[Point annotation dataset records]
____________

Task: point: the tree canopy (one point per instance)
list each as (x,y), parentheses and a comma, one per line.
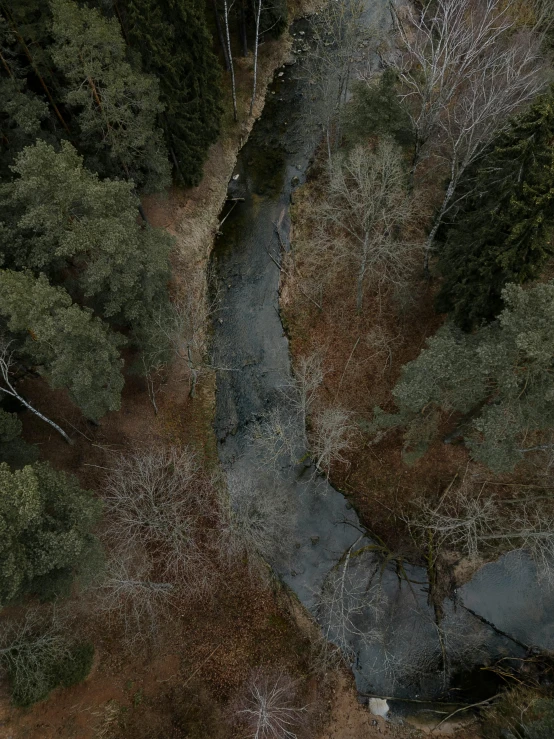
(116,106)
(46,523)
(83,232)
(71,347)
(175,45)
(505,230)
(497,383)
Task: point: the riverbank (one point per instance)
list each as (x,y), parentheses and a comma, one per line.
(180,684)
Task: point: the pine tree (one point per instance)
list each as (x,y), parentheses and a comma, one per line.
(176,46)
(46,521)
(83,232)
(70,347)
(116,107)
(499,380)
(505,230)
(21,114)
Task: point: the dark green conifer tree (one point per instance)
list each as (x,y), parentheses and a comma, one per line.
(116,106)
(176,46)
(504,232)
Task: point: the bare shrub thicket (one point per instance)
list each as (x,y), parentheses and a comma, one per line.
(473,521)
(267,709)
(464,68)
(360,223)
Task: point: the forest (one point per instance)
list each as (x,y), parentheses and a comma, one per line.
(161,446)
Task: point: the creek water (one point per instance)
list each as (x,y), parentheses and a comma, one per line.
(379,613)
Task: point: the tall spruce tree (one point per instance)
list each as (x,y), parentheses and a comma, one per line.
(71,348)
(176,46)
(497,382)
(117,107)
(505,231)
(83,233)
(46,523)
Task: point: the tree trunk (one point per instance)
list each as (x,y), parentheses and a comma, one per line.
(436,225)
(242,29)
(231,66)
(256,44)
(221,36)
(361,277)
(44,418)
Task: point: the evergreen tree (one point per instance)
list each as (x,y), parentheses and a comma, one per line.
(25,41)
(71,348)
(116,107)
(176,46)
(505,230)
(499,379)
(83,231)
(46,521)
(375,110)
(21,114)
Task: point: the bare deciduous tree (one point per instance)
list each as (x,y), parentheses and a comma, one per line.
(226,10)
(344,597)
(362,217)
(155,499)
(259,520)
(475,522)
(306,379)
(128,588)
(278,436)
(268,710)
(464,69)
(332,436)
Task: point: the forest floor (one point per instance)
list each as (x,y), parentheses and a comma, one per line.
(180,684)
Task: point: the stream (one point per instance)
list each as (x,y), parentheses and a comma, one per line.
(377,612)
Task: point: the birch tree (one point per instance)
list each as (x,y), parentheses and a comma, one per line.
(226,10)
(362,216)
(464,69)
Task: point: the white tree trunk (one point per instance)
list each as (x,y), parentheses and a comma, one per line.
(256,44)
(226,9)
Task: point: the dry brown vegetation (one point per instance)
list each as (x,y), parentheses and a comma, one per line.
(362,356)
(178,683)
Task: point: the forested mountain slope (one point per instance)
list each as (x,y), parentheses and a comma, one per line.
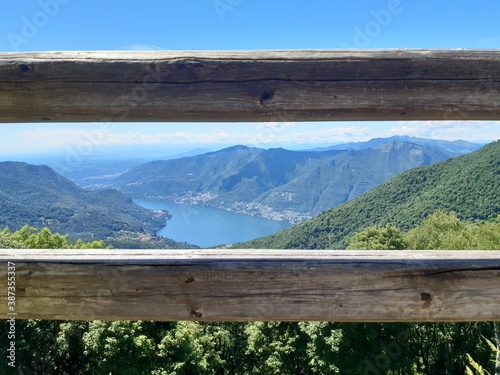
(468,185)
(276,183)
(39,197)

____________

▸ Work to complete: Turn the lines of the records from the line with "Task: point: the creek" up to and including the last line into a numbered list. Skip blank lines and leave the pictures out.

▸ Answer to this problem:
1. Task: point: the creek water (one point per instance)
2. list each as (x,y), parentheses and a comma, one per line.
3. (379,613)
4. Task: point: the tall spruce tree (one point per instance)
5. list each as (x,y), parentheses and a comma, one per line.
6. (71,348)
7. (176,46)
8. (497,382)
9. (117,107)
10. (505,231)
11. (83,233)
12. (46,523)
13. Task: point: the tree trunk (one point per instance)
14. list each as (x,y), parentheses and a comma, one per line.
15. (436,225)
16. (242,29)
17. (231,66)
18. (256,44)
19. (221,36)
20. (361,277)
21. (44,418)
22. Task: point: the evergreen tree (one point per instance)
23. list each as (x,y), parentheses and a comma, one per line.
24. (25,41)
25. (71,348)
26. (116,107)
27. (176,46)
28. (505,230)
29. (499,379)
30. (83,231)
31. (46,521)
32. (375,110)
33. (21,114)
34. Task: point: the bare deciduous tree (one point per instance)
35. list each as (x,y), parentheses and a comma, one per line.
36. (226,10)
37. (344,597)
38. (362,217)
39. (155,499)
40. (259,520)
41. (475,522)
42. (306,379)
43. (128,588)
44. (278,436)
45. (268,710)
46. (464,69)
47. (332,436)
48. Task: point: the forest floor (one point per instance)
49. list each as (x,y), parentheses and a comma, one per line.
50. (180,684)
51. Task: point: the stream (one point per instance)
52. list each as (x,y), parentheses and a comma, one per line.
53. (377,612)
54. Task: point: the birch tree (one point per instance)
55. list each as (x,y), parentheses and a comma, one per line.
56. (226,10)
57. (362,216)
58. (464,69)
59. Task: point: the white tree trunk (one point per instance)
60. list each as (x,y), parentheses and a comma, one per line.
61. (256,44)
62. (226,9)
63. Task: point: the dry brown vegetation (one point per instance)
64. list each as (x,y), parentheses and a comma, one per line.
65. (362,356)
66. (178,683)
67. Task: point: the forested mountain slope (one point per instance)
68. list each as (x,y), parentheses and a comma, one per line.
69. (468,185)
70. (276,183)
71. (39,197)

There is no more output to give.